No século XVII, numa Londres assolada por pragas e pestes, sequer havia medicamentos. Antibiótico, nem em sonho! Foi quando o poeta inglês John Donne escreveu que “Nenhum homem é uma ilha”. Nessa mesma época, com os teatros fechados, Shakespeare, em quarentena, escrevia poemas e peças.
Nenhum homem é uma ilha. A pandemia não é um problema dos outros, é nosso. Precisamos escolher e toda escolha tem seu preço. Existem contratos e valores a serem defendidos, sem os quais a sociedade desmonta, como um castelo de cartas.
Como durante a Segunda Grande Guerra, depois da qual, diante do desafio de sobreviver, a sociedade priorizou a ideia de colocar a proteção do ser humano no vértice de todos os valores a serem considerados.
Hoje, na pandemia, quando assistimos nossa esplêndida fragilidade derretendo como gelo na calçada, amparar valores fundamentais como a vida, a solidariedade e o cuidado ao próximo são o resultado positivo de um momento ameaçador.
Em situações de grandes perdas, não há vencedores. Mas há aprendizado. Só será possível compreender esse momento com transparência. Nada dessa experiência cruel será perdido se for possível aprimorar um espírito solidário de compaixão numa opção prioritária de proteger a vida.
De tudo, sempre emerge algo positivo. É do barro que brota a alvura do Copo-de-leite. A Peste Negra que dizimou a Europa no século XIV, também antecipou o final da prolongada Idade Média e permitiu o florescimento do Renascimento.
Não sabemos o que essa pandemia trará de avanços. Por enquanto, já sabemos que ela está sendo uma espécie de laxante de um sistema que, antes dela, insistia em continuar com suas mazelas todas.
Tomara que ela seja, também, um apaziguador social, um jeito novo de conviver, além das diferenças e das desigualdades.

========

Instruções do exercício:
1. No texto, quem escreveu que “Nenhum homem é uma ilha”?
2. Diga se cada afirmação concorda com o texto e cite as palavras dele que decidem a resposta.
(a) Durante a quarentena, Shakespeare escrevia poemas e peças.
(b) Em situações de grandes perdas, há vencedores.
(c) A Peste Negra dizimou a Europa no século XVII.
3. Reproduza o trecho do texto que começa em “Hoje, na pandemia, quando” e termina em “florescimento do Renascimento.”.
Para responder, use só o que está no texto.

========

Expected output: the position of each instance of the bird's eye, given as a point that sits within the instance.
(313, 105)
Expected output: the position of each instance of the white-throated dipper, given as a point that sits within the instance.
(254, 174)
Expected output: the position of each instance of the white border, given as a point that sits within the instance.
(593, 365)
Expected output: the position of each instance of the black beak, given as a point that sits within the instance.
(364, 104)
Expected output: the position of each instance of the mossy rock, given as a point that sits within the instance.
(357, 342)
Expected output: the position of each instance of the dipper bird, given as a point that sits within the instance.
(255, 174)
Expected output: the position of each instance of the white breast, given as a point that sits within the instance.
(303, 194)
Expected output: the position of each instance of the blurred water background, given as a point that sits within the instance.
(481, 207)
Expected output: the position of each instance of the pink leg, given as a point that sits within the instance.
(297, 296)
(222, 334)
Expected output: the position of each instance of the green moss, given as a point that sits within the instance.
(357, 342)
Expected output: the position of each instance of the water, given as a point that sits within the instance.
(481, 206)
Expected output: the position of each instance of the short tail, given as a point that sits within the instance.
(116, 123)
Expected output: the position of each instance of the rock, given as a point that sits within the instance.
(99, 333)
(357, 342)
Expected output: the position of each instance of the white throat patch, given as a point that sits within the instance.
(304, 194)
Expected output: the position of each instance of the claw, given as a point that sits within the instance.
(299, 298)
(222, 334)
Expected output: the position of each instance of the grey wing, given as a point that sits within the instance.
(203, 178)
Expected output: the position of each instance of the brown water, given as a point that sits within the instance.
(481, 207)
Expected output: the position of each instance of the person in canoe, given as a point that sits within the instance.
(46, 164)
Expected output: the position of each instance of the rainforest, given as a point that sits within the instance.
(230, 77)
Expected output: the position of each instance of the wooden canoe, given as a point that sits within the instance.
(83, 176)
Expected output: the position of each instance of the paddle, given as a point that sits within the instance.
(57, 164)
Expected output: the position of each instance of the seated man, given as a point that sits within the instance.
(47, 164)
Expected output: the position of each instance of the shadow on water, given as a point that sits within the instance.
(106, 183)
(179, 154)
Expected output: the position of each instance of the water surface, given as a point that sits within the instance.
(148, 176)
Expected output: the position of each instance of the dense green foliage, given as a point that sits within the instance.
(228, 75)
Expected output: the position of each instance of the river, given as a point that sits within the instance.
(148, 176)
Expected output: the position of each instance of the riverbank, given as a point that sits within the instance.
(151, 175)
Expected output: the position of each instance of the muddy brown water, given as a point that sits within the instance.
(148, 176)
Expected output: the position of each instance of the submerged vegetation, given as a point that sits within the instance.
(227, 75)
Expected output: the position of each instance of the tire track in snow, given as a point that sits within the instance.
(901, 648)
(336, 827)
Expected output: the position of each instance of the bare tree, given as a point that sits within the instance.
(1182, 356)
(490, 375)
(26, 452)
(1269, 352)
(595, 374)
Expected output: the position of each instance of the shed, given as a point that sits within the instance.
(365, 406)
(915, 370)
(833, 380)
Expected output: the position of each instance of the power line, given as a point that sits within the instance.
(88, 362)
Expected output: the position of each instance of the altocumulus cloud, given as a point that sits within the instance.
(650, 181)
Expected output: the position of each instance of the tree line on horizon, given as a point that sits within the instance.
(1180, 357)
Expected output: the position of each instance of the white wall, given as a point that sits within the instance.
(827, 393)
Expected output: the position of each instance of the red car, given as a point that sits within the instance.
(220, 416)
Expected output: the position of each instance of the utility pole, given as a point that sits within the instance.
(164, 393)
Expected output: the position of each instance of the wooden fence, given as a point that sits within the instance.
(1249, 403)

========

Respostas das tarefas:
1. O poeta inglês John Donne.

2.
(a) Sim: “Shakespeare, em quarentena, escrevia poemas e peças.”
(b) Não: “Em situações de grandes perdas, não há vencedores.”
(c) Não: “A Peste Negra que dizimou a Europa no século XIV”

3.
Hoje, na pandemia, quando assistimos nossa esplêndida fragilidade derretendo como gelo na calçada, amparar valores fundamentais como a vida, a solidariedade e o cuidado ao próximo são o resultado positivo de um momento ameaçador.
Em situações de grandes perdas, não há vencedores. Mas há aprendizado. Só será possível compreender esse momento com transparência. Nada dessa experiência cruel será perdido se for possível aprimorar um espírito solidário de compaixão numa opção prioritária de proteger a vida.
De tudo, sempre emerge algo positivo. É do barro que brota a alvura do Copo-de-leite. A Peste Negra que dizimou a Europa no século XIV, também antecipou o final da prolongada Idade Média e permitiu o florescimento do Renascimento.